*Exercise details*.
The line holding "Where can you find the wooden cabinet" and every line after it through the end of the entries below: retype these exactly and nothing more.

------ Data section ------

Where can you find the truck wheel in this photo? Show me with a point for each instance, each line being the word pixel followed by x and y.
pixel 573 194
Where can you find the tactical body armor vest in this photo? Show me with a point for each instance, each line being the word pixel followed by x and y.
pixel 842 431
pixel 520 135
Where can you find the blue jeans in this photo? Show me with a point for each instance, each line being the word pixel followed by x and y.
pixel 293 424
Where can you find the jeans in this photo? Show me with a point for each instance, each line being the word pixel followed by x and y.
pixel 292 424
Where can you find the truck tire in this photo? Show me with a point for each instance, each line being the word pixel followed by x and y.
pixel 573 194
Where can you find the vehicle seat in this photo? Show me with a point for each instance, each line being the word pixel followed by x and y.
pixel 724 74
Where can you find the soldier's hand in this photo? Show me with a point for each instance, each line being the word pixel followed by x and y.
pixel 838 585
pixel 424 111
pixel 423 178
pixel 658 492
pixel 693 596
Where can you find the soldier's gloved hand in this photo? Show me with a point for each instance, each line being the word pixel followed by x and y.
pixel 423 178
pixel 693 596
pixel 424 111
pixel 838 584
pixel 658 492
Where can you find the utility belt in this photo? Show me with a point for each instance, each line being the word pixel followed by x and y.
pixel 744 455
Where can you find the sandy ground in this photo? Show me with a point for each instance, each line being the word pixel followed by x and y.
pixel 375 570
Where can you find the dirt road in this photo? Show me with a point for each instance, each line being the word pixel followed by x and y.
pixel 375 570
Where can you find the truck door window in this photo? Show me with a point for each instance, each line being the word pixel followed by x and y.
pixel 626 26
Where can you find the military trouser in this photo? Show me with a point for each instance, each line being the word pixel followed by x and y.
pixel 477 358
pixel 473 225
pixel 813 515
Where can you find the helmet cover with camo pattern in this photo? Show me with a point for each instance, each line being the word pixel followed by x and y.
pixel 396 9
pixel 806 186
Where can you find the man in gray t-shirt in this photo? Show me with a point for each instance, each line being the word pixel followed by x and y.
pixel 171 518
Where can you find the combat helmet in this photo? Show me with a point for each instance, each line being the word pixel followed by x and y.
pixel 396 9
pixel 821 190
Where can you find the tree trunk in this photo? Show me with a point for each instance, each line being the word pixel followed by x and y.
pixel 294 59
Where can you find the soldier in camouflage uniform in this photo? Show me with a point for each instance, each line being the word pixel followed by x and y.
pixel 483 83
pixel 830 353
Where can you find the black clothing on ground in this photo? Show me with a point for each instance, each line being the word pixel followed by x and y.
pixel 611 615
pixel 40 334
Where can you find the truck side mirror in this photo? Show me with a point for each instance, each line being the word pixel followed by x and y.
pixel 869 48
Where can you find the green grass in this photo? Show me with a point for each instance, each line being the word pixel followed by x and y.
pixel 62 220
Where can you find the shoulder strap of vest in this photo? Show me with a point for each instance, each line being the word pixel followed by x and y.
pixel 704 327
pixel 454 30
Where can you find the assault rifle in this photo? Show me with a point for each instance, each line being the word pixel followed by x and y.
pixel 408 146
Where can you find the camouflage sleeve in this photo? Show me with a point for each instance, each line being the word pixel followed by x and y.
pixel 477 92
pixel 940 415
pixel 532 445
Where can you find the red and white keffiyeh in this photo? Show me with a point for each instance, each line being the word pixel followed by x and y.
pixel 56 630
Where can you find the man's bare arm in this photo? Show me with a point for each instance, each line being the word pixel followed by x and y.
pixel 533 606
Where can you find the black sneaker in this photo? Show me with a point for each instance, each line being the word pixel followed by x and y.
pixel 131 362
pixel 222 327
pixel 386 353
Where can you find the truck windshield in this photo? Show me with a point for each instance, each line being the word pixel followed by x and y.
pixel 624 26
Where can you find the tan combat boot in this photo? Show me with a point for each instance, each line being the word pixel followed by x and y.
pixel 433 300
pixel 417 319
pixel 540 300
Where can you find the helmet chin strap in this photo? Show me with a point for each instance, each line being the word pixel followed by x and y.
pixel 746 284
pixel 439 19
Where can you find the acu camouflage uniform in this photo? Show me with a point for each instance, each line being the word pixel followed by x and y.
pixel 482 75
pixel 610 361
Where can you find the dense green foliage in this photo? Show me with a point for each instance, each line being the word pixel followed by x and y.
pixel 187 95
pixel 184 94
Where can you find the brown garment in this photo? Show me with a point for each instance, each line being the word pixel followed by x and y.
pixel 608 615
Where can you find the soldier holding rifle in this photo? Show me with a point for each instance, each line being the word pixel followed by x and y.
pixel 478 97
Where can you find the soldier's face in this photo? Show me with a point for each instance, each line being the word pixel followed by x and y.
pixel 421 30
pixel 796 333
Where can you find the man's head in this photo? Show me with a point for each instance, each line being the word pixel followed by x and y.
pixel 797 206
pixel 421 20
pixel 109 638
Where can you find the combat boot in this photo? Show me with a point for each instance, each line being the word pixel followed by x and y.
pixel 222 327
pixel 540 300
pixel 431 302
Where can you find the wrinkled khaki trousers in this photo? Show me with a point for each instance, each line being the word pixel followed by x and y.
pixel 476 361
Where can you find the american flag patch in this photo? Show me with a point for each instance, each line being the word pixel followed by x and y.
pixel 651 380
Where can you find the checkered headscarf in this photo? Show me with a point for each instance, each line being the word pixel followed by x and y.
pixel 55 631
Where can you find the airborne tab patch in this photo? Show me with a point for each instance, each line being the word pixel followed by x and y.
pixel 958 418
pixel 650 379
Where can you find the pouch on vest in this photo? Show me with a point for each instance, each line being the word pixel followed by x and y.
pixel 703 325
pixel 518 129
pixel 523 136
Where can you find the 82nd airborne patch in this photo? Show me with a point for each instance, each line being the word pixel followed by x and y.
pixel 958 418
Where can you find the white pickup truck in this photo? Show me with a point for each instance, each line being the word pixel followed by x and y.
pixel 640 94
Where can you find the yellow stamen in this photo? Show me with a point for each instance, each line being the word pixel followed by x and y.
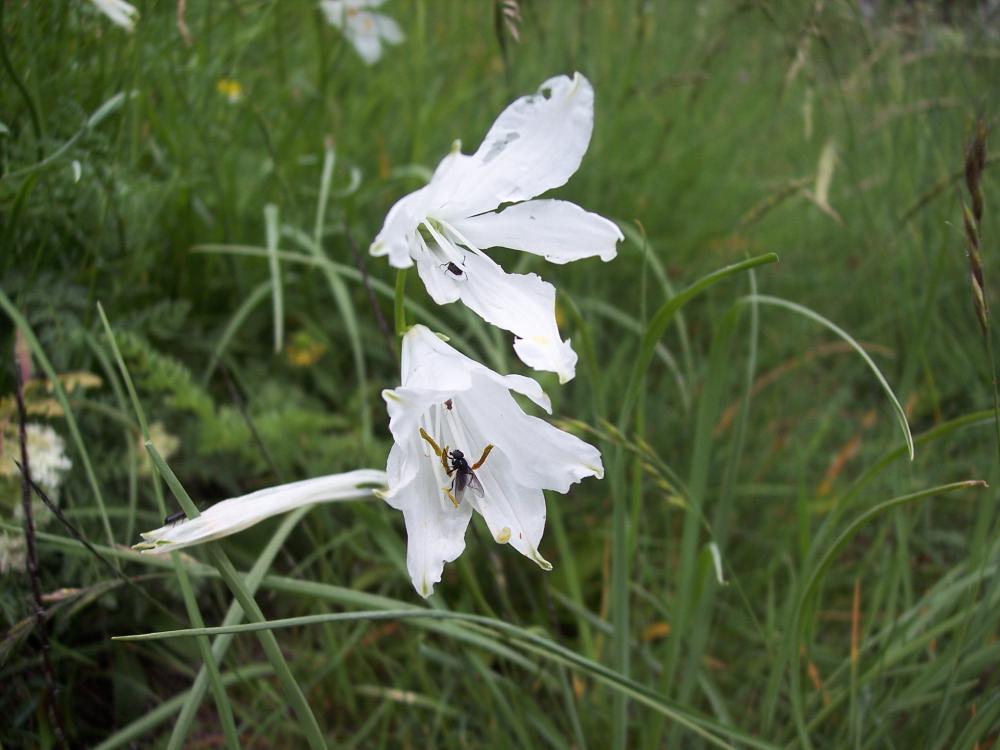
pixel 429 439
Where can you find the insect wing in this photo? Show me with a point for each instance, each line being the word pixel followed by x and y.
pixel 466 480
pixel 475 485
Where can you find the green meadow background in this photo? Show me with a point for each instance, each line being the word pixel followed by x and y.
pixel 858 604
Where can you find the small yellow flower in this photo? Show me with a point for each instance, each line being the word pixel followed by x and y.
pixel 230 89
pixel 304 350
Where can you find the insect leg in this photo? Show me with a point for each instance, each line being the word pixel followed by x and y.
pixel 482 458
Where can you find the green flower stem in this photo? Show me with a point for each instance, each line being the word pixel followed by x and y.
pixel 187 591
pixel 400 302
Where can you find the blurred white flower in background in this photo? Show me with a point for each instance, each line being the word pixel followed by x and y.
pixel 48 464
pixel 46 456
pixel 448 403
pixel 535 145
pixel 365 30
pixel 121 13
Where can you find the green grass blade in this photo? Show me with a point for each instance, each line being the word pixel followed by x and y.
pixel 812 315
pixel 248 305
pixel 293 693
pixel 187 591
pixel 814 578
pixel 706 728
pixel 234 616
pixel 661 319
pixel 132 733
pixel 272 227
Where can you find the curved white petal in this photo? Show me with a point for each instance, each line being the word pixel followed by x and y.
pixel 238 513
pixel 514 513
pixel 541 455
pixel 435 529
pixel 398 237
pixel 535 145
pixel 559 231
pixel 429 363
pixel 524 305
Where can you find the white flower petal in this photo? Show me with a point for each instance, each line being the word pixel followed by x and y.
pixel 238 513
pixel 435 529
pixel 334 12
pixel 559 231
pixel 388 29
pixel 542 455
pixel 363 34
pixel 524 305
pixel 398 237
pixel 119 12
pixel 514 513
pixel 535 145
pixel 430 363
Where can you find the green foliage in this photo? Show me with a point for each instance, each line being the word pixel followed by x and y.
pixel 831 134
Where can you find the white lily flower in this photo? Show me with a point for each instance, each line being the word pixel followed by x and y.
pixel 238 513
pixel 365 30
pixel 121 13
pixel 535 145
pixel 450 404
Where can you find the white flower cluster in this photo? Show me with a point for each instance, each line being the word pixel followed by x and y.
pixel 462 444
pixel 48 464
pixel 449 409
pixel 365 30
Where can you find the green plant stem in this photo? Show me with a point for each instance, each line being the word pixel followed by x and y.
pixel 222 703
pixel 399 302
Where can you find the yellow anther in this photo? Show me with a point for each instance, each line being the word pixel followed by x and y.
pixel 429 439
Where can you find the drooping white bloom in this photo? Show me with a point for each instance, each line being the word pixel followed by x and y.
pixel 535 145
pixel 121 13
pixel 363 28
pixel 448 402
pixel 238 513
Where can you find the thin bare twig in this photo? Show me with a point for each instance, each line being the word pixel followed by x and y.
pixel 21 371
pixel 75 533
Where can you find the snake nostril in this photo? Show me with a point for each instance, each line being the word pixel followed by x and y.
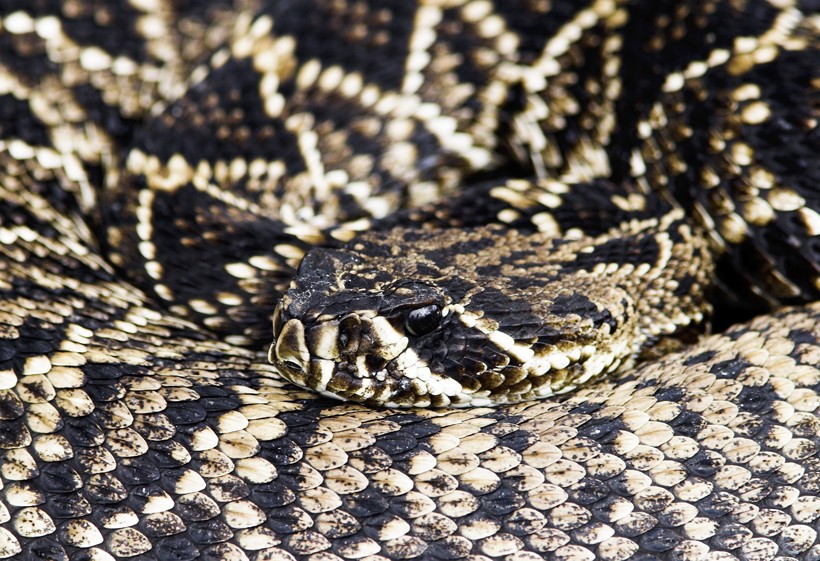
pixel 292 365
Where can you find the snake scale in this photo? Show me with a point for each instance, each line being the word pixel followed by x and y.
pixel 166 165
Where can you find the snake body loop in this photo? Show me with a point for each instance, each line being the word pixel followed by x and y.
pixel 451 212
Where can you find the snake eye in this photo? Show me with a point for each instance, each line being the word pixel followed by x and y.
pixel 422 321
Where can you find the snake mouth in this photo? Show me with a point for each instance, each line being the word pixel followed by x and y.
pixel 361 359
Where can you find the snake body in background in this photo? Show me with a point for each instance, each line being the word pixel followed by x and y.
pixel 165 166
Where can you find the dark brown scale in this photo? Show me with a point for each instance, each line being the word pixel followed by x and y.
pixel 127 432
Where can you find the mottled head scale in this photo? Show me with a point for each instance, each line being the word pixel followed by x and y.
pixel 481 316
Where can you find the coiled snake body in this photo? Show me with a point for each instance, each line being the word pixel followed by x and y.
pixel 511 199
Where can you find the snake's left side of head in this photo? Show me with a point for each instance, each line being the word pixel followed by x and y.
pixel 484 315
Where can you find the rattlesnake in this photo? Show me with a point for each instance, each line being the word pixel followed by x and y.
pixel 165 167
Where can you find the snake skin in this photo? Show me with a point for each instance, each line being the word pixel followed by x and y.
pixel 146 235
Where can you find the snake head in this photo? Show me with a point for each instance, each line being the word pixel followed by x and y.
pixel 347 326
pixel 471 317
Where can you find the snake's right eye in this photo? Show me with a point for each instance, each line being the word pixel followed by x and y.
pixel 422 321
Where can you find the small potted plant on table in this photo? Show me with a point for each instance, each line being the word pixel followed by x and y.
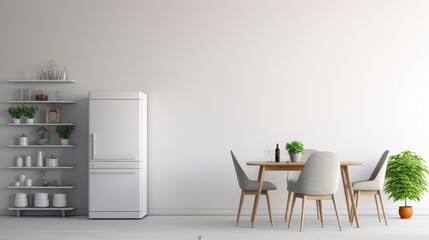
pixel 406 180
pixel 295 150
pixel 29 113
pixel 15 113
pixel 64 132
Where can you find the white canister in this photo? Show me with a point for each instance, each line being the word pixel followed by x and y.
pixel 52 161
pixel 23 140
pixel 28 161
pixel 28 182
pixel 19 161
pixel 22 180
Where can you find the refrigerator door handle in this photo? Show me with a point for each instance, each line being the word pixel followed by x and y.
pixel 93 145
pixel 112 172
pixel 123 158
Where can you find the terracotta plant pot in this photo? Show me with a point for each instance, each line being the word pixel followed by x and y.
pixel 405 212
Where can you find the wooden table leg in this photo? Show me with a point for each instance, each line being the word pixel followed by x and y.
pixel 346 194
pixel 258 195
pixel 352 199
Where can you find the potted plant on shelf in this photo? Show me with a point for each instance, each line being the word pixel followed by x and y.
pixel 29 113
pixel 295 150
pixel 406 180
pixel 64 132
pixel 15 113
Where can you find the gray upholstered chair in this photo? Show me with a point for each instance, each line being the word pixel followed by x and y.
pixel 250 187
pixel 373 186
pixel 319 180
pixel 294 175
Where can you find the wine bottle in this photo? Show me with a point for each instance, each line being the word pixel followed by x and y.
pixel 277 153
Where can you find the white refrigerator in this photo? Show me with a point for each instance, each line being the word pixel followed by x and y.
pixel 117 155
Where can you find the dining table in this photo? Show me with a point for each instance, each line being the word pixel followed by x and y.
pixel 298 166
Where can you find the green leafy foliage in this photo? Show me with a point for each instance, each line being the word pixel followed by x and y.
pixel 64 131
pixel 15 112
pixel 295 147
pixel 406 177
pixel 29 112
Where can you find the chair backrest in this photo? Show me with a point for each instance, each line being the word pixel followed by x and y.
pixel 305 156
pixel 320 175
pixel 379 166
pixel 241 175
pixel 379 172
pixel 307 153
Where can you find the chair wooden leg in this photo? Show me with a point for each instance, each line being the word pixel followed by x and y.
pixel 240 206
pixel 382 207
pixel 302 213
pixel 336 212
pixel 291 210
pixel 378 210
pixel 269 207
pixel 287 205
pixel 357 195
pixel 317 209
pixel 322 218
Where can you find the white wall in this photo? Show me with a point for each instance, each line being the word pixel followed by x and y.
pixel 344 76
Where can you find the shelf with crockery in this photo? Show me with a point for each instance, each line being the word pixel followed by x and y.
pixel 41 168
pixel 42 81
pixel 31 101
pixel 41 124
pixel 62 209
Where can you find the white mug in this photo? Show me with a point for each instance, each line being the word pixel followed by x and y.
pixel 28 161
pixel 40 162
pixel 19 161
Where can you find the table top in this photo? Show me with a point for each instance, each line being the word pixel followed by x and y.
pixel 294 164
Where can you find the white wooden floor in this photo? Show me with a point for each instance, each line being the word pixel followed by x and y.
pixel 192 227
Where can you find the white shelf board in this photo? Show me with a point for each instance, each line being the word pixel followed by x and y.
pixel 44 209
pixel 41 124
pixel 47 168
pixel 43 102
pixel 42 81
pixel 41 187
pixel 41 146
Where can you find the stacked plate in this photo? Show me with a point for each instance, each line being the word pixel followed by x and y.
pixel 60 200
pixel 21 200
pixel 41 200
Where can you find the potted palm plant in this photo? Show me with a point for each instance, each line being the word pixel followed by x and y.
pixel 406 180
pixel 29 113
pixel 64 133
pixel 15 113
pixel 295 150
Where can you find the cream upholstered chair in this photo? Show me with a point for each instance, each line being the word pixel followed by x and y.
pixel 373 186
pixel 293 176
pixel 250 187
pixel 318 180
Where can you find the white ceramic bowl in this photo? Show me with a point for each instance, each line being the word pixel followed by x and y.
pixel 20 196
pixel 42 196
pixel 59 203
pixel 21 203
pixel 41 203
pixel 60 196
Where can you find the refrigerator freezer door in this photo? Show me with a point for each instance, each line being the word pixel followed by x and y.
pixel 115 130
pixel 115 190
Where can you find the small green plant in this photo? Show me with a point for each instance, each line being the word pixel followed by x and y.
pixel 15 112
pixel 406 177
pixel 295 147
pixel 29 112
pixel 64 131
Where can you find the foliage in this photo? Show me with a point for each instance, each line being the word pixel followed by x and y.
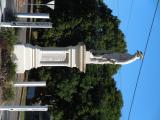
pixel 7 41
pixel 79 96
pixel 8 92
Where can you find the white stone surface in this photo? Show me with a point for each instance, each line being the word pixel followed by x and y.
pixel 29 84
pixel 26 24
pixel 33 15
pixel 27 57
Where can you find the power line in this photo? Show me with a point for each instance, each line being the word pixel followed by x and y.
pixel 130 13
pixel 140 69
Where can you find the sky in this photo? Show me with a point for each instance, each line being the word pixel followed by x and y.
pixel 136 27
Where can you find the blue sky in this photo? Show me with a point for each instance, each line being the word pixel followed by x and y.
pixel 147 100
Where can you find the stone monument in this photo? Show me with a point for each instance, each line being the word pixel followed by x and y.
pixel 27 57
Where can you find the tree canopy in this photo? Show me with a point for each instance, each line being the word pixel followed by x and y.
pixel 82 96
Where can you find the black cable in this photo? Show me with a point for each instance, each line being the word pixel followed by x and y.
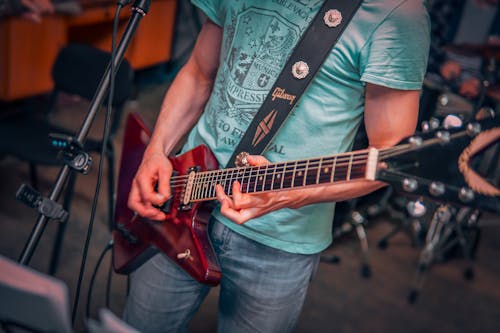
pixel 99 174
pixel 108 247
pixel 108 282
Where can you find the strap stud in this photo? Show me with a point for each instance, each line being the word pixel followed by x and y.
pixel 332 18
pixel 241 159
pixel 300 70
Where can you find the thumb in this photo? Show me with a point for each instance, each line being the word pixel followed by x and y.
pixel 257 160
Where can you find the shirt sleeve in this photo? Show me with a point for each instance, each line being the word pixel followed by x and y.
pixel 211 8
pixel 396 54
pixel 10 7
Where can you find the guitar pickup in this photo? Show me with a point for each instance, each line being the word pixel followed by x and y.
pixel 166 206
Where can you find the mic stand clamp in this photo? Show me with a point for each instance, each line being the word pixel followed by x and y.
pixel 48 208
pixel 72 152
pixel 76 158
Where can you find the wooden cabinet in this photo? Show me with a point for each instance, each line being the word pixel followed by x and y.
pixel 27 49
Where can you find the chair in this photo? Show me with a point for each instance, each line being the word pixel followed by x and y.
pixel 77 70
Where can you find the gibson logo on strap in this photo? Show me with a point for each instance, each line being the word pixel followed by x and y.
pixel 280 94
pixel 264 127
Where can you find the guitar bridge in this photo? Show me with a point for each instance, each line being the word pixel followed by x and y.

------

*Exercise solution*.
Where can you find the wooden cabinet in this photo? Show me with a point for each instance, each line being the word pixel followed by x and y.
pixel 27 49
Where can you find the chair in this photo? Show me with a point for each instance, each line being the word pixel followed by x and y.
pixel 77 70
Where can you find the gibson logo on strap in this photo? Show me with a point for each instance, each line being the word pixel followed by x and y.
pixel 280 94
pixel 264 127
Where can you find the guitar bridge in this photo? Show me with a point for each instance, each line being the word pixel followed by x and y.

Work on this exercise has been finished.